— DATA UNDER STUDY —

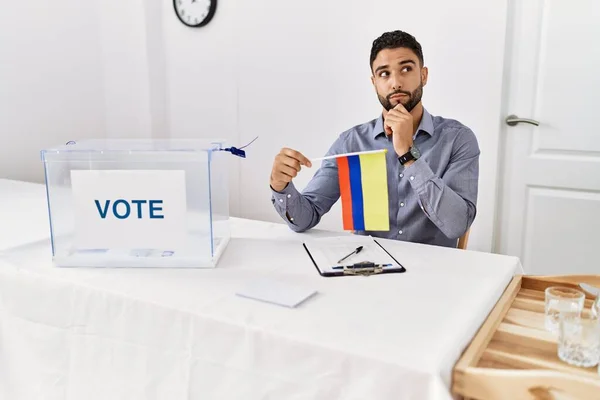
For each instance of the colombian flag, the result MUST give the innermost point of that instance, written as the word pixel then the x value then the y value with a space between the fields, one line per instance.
pixel 363 188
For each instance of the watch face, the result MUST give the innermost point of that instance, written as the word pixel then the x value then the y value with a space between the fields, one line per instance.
pixel 415 152
pixel 195 13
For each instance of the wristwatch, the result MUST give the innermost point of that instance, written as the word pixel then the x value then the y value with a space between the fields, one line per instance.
pixel 412 154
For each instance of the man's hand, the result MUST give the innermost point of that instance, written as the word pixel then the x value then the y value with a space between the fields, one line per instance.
pixel 399 123
pixel 286 166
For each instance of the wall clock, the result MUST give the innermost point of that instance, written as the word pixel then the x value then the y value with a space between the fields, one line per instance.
pixel 195 13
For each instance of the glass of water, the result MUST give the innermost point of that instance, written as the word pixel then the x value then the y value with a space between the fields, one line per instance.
pixel 579 341
pixel 562 303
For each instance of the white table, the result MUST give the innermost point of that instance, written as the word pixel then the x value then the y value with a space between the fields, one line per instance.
pixel 183 334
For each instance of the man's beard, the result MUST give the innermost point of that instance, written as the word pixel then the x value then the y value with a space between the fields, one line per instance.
pixel 413 98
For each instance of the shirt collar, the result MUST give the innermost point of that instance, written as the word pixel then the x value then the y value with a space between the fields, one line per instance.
pixel 426 125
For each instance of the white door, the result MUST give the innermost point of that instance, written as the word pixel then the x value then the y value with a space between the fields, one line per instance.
pixel 549 212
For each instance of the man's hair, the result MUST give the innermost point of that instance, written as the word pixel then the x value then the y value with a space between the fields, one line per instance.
pixel 394 40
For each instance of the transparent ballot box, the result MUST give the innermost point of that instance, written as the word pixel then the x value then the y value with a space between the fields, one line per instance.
pixel 138 203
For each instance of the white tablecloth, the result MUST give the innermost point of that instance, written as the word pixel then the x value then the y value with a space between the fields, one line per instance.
pixel 86 334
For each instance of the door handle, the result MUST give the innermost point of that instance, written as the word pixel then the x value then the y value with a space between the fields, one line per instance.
pixel 512 120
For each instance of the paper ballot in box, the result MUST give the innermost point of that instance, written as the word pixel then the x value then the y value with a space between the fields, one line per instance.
pixel 138 203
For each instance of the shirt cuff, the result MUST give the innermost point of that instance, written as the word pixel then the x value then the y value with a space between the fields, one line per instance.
pixel 418 174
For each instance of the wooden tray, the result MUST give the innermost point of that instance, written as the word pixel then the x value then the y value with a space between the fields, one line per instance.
pixel 513 357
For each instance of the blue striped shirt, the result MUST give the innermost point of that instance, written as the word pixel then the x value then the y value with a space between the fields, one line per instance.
pixel 431 201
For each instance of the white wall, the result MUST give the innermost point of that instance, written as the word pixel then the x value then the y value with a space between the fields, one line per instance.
pixel 294 73
pixel 69 70
pixel 297 74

— EXERCISE DESCRIPTION —
Copy out the listing exactly as it stands, but not the pictures.

— COMPLETED TASK —
For each instance of the colombian flag, the result MUST give the innermost point of that instance, written as the word pixel then the x value then the y value with a space between the fields, one line per instance.
pixel 363 188
For each instance of the watch face, the result MUST give the innermost point of that instance, written as the word pixel then the x value then the y value with a space between the fields, one line per instance.
pixel 415 152
pixel 195 13
For each instance of the wristwatch, the result MUST give the innermost point of that instance, written as the word pixel then the x value then the y value with a space between the fields, one line per instance.
pixel 412 154
For each instance of the man's hand, the result MUST give the innermost point of that instance, written as the word pixel then the x value then the y value with a space between the fields, one line per instance.
pixel 399 123
pixel 286 166
For each instance of the wall clock, the result MUST give the innermost point of that instance, written as the word pixel then the x value then the y value with a space between the fields, one line per instance.
pixel 195 13
For each instance of the glass of water, the result MUST give the innermost point of that instance, written as the word pixel then the x value then the y value with a space between the fields, one line per instance.
pixel 579 341
pixel 562 303
For each instance of the white table, the result MUST give the innermost point of that instance, written as the word pixel then the x value then the y value with a space between the fields, one line per instance.
pixel 183 334
For each instance of the man's beard, the result MUST give the innermost point of that instance, written as the word pixel then the x value then the y value with a space between the fields, one line per instance.
pixel 413 98
For each instance of the shirt collar, the result MUST give the innermost point of that instance, written as the word pixel then the x value then the y value with a space between the fields, one line per instance.
pixel 426 125
For each instance of the white door, the result MUST give the innermost point of that instance, written as the word pixel then the x value then the y value with a space between the fields, one line per instance.
pixel 549 212
For each instance of the man's hair, the result MUST give the innermost point of that instance, written as the word pixel then the x value then the y value with a space between the fields, one line per instance.
pixel 394 40
For each instance of the transparent ballot box, the result MUST give the innermost point of that instance, written as the word pixel then the x value then the y value with a space between the fields, one line per instance.
pixel 138 203
For each instance of the white tablecloth, the result MUST give the innermost point of that instance, written as the word pixel then the x value then the y value with a space between the fields, one line per instance.
pixel 86 334
For each instance of the door handle, the result MUST give the innermost point of that instance, written as the word pixel then the x value then the y value with a space between the fields, one line per instance.
pixel 512 120
For each instance of the paper ballot in box, the result MUST give the innermost point of that instance, written as the word pixel then the x value then the y value with a space between the fields, one line per instance.
pixel 138 203
For each instance of the shirt cuff, the result MUST give the innermost point of that instance, written as the word pixel then the x value then the y value with a space between the fields, one line per instance.
pixel 418 174
For each instance of the wooden tray, the result MUST give the innermost point of that instance, written as the word pixel then the x value then the y value with a space between the fields, one line per instance.
pixel 513 357
For each instance of the blue striped shirt, the result MUST give the innermost point of that instance, written as the word pixel then the x value then the y value with a space between the fields, one line per instance.
pixel 431 201
For each instance of the white wall, the result MUST give the innermost point of that instance, written as the word pixel then the x value then the y value with a space between the fields, one line per instance.
pixel 294 73
pixel 69 70
pixel 297 74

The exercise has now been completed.